**TASK**
Change every "marker" to "pin" in the records between the line holding "the net pole" and the end of the records, inclusive, and give those lines again with nothing else altered.

start SUPPLIED MATERIAL

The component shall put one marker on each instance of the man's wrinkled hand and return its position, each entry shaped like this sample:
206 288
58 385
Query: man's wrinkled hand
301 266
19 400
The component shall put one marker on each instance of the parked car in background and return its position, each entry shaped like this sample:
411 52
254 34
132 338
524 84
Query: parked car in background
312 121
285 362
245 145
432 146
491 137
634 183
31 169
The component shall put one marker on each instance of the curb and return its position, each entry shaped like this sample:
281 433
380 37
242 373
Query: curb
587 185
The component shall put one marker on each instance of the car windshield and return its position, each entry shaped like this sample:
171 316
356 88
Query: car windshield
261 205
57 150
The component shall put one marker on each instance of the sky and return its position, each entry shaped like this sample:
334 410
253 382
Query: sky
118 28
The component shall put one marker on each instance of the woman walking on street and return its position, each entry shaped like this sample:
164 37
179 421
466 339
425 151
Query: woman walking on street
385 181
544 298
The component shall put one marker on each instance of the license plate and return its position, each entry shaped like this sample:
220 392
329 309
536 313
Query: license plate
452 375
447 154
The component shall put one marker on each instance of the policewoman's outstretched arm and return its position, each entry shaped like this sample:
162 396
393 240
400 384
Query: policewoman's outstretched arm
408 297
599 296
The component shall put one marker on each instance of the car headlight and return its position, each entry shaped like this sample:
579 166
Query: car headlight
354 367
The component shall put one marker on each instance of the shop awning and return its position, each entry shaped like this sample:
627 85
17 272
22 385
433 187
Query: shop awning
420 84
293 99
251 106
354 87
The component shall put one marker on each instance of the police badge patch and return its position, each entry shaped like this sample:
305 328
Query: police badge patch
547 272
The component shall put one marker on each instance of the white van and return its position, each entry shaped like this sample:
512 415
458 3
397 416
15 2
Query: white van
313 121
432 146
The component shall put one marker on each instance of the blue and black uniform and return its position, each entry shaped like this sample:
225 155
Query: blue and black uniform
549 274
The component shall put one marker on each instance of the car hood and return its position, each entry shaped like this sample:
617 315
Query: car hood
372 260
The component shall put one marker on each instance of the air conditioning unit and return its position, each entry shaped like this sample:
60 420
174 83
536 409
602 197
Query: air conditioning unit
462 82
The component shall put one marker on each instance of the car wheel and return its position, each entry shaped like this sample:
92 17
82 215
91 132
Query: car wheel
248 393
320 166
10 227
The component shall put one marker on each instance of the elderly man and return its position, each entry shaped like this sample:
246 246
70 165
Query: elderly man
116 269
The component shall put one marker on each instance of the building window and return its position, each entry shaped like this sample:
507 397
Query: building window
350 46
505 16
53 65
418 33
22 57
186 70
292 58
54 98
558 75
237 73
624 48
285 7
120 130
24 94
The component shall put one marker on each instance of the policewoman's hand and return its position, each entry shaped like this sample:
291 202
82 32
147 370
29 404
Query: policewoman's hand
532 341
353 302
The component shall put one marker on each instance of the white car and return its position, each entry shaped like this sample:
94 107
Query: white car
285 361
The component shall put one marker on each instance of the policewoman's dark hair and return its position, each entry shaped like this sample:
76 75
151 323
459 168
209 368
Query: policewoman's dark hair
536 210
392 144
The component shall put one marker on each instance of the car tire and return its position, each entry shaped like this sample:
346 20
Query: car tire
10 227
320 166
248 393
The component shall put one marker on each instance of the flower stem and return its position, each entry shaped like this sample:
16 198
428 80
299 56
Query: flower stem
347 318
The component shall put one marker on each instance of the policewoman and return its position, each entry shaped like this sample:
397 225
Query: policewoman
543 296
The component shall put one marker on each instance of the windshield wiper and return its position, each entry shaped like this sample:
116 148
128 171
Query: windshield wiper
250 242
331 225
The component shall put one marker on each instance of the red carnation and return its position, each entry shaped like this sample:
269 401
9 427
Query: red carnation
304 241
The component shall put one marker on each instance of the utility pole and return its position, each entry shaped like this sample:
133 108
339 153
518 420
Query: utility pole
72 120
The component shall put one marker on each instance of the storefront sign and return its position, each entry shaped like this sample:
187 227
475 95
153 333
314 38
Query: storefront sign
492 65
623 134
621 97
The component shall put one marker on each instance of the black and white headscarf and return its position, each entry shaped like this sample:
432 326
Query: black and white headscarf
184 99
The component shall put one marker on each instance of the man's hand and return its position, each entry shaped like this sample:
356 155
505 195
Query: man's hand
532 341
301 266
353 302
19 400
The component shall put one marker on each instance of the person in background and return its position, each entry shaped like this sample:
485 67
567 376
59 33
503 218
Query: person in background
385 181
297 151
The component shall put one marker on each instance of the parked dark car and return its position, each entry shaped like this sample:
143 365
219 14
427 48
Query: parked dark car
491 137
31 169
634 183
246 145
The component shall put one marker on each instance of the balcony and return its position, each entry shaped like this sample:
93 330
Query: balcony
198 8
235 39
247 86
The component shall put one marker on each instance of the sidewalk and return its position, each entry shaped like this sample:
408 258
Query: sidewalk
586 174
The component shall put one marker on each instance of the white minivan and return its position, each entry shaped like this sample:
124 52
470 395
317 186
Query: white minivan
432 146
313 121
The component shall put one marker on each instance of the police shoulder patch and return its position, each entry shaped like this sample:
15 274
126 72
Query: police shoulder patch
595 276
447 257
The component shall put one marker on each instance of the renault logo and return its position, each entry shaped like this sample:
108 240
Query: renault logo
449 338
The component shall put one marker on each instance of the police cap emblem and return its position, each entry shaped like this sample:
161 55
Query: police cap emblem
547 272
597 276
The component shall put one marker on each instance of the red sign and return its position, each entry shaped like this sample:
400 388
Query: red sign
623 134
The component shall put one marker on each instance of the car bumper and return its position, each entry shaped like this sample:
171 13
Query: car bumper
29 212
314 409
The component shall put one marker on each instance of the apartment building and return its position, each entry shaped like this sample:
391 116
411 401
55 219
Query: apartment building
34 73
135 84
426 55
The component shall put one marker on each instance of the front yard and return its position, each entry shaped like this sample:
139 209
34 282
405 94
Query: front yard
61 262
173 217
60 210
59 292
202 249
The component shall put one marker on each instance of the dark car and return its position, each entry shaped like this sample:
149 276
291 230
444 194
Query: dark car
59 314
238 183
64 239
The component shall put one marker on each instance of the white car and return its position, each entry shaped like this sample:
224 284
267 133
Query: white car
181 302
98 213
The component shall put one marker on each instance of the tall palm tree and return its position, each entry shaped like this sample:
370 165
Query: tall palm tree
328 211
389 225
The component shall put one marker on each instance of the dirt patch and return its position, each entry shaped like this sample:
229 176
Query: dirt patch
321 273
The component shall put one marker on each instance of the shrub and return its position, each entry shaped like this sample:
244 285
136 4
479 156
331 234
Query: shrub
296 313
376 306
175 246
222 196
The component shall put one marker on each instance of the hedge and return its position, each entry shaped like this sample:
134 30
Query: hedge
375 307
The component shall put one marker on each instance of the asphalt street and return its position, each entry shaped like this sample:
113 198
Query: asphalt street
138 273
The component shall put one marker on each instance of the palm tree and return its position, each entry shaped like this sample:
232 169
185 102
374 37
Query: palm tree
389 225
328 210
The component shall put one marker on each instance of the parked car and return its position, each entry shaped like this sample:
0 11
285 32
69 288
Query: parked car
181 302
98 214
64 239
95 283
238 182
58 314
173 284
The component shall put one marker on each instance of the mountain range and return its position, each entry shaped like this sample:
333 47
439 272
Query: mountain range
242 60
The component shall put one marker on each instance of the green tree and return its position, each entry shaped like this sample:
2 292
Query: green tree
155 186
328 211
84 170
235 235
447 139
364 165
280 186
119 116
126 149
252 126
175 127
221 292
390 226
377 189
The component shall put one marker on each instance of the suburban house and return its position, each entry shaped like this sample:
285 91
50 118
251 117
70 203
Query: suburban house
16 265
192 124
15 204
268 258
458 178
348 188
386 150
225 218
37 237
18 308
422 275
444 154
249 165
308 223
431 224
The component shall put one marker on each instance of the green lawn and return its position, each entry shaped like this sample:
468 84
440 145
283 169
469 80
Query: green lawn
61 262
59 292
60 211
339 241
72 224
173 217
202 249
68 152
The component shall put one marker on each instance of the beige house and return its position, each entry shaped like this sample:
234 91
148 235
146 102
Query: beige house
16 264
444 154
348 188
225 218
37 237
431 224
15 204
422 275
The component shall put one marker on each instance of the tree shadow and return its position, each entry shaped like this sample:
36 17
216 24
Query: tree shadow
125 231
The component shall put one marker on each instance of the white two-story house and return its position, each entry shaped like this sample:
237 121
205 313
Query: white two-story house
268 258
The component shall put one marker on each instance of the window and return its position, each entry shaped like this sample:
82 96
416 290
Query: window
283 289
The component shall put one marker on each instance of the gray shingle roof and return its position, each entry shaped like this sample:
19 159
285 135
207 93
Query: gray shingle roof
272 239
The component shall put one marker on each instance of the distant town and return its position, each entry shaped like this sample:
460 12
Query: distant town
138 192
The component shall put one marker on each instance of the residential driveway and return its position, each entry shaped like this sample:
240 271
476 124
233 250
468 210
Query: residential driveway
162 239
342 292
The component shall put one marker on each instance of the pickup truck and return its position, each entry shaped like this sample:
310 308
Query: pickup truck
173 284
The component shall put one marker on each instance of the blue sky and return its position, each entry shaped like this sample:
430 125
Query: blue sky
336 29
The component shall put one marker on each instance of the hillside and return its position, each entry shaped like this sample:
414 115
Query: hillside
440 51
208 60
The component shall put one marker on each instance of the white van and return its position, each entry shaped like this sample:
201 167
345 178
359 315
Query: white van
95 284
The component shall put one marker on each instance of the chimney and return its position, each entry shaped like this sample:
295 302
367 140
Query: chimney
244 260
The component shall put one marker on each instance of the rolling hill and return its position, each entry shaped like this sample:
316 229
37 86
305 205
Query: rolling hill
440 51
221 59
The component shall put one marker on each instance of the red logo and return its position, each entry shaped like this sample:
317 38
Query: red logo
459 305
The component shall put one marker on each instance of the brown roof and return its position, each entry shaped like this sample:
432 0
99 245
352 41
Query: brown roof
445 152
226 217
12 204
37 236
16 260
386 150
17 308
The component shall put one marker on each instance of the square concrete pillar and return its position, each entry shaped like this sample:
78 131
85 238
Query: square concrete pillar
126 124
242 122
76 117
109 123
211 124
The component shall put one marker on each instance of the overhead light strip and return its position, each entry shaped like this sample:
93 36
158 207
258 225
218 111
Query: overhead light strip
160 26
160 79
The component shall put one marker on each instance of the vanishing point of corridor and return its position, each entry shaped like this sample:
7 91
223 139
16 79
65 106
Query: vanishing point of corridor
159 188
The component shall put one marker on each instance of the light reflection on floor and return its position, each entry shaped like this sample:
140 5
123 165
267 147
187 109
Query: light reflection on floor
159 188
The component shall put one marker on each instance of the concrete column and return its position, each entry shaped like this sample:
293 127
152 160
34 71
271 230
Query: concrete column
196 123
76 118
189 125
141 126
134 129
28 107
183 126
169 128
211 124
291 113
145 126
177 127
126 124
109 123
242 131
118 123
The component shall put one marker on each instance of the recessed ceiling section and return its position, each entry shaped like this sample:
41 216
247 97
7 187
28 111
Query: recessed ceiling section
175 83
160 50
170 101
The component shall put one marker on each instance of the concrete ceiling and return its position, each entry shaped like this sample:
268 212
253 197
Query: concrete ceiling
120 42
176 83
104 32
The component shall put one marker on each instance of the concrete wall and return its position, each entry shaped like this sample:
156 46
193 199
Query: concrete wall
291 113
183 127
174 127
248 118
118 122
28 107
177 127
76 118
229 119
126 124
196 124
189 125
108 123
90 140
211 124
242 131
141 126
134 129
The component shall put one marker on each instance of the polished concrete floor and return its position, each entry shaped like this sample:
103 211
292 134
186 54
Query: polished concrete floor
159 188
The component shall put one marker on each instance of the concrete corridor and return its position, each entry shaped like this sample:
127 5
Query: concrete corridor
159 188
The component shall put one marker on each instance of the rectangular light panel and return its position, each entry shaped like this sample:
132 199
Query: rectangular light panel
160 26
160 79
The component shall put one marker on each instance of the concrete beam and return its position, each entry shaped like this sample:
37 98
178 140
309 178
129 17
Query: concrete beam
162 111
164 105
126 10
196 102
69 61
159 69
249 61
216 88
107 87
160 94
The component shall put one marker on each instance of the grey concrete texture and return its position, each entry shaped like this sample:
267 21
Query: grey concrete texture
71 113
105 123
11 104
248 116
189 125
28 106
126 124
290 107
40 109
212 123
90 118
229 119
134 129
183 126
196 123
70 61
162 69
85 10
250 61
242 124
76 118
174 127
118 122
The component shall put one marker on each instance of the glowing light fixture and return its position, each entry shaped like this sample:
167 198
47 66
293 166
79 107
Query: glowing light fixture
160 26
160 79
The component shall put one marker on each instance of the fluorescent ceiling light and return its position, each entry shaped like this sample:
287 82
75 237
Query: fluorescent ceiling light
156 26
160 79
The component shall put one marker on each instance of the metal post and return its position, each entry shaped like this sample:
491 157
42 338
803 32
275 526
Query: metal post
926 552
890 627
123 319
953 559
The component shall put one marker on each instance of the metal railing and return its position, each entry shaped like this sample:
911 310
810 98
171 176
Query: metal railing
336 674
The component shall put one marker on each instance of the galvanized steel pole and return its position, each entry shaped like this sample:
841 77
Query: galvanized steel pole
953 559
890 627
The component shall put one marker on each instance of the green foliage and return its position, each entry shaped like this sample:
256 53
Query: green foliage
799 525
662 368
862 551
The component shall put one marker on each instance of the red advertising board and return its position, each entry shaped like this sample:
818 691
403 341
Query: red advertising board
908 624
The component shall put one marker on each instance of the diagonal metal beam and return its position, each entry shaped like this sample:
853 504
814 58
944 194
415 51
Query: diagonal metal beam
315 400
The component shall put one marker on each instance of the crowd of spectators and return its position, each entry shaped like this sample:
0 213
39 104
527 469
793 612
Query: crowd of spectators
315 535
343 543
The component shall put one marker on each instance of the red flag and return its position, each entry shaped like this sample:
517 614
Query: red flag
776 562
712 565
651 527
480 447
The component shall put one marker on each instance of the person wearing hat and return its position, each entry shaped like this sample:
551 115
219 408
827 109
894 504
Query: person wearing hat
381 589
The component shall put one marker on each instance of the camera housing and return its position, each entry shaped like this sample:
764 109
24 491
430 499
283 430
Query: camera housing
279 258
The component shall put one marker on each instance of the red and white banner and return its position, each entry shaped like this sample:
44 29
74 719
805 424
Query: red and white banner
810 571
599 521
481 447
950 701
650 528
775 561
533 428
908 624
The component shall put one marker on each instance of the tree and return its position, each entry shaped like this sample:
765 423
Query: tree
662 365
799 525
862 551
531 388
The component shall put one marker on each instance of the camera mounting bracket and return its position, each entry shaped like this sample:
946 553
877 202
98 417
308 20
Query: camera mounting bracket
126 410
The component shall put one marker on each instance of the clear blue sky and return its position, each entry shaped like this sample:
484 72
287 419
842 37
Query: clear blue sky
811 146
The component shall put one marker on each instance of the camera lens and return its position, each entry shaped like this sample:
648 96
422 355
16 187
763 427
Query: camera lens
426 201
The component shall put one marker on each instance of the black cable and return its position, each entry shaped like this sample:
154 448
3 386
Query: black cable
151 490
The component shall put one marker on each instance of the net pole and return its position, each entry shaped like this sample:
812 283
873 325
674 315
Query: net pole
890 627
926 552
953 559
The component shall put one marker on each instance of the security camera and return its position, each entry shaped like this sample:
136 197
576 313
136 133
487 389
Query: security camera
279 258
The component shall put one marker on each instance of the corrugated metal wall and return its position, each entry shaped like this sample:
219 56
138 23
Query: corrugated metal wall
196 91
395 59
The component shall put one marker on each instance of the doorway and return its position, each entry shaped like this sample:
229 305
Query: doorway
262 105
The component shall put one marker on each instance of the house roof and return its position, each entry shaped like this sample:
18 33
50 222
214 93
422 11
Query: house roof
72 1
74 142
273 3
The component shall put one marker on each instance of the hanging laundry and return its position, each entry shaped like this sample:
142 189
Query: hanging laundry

end SUPPLIED MATERIAL

**TASK ANSWER**
The component shall put one pin on each instance of the net pole and return its position, each entry shaped like this sample:
812 283
873 325
674 315
Query: net pole
890 627
926 552
953 559
The component shall put one pin on each instance of the security camera and return its position, each entry shaped like this sample:
136 197
576 313
136 133
487 389
Query: security camera
279 258
The component shall put one pin on each instance of the corrugated metal wall and return its position, each entry shaped like this sample:
219 56
138 23
Query: corrugated metal wall
196 91
395 59
The component shall put one pin on each instance of the doorway and return its position, each entry shaped like this sample:
229 305
Query: doorway
262 105
The component shall put one pin on each instance of the house roof and return its position, each entry shaped like this sample:
18 33
50 222
214 93
422 11
Query: house roof
72 1
74 142
273 3
The component shall put one pin on each instance of the hanging laundry and return its position, each entry shaped like this sample:
142 189
Query: hanging laundry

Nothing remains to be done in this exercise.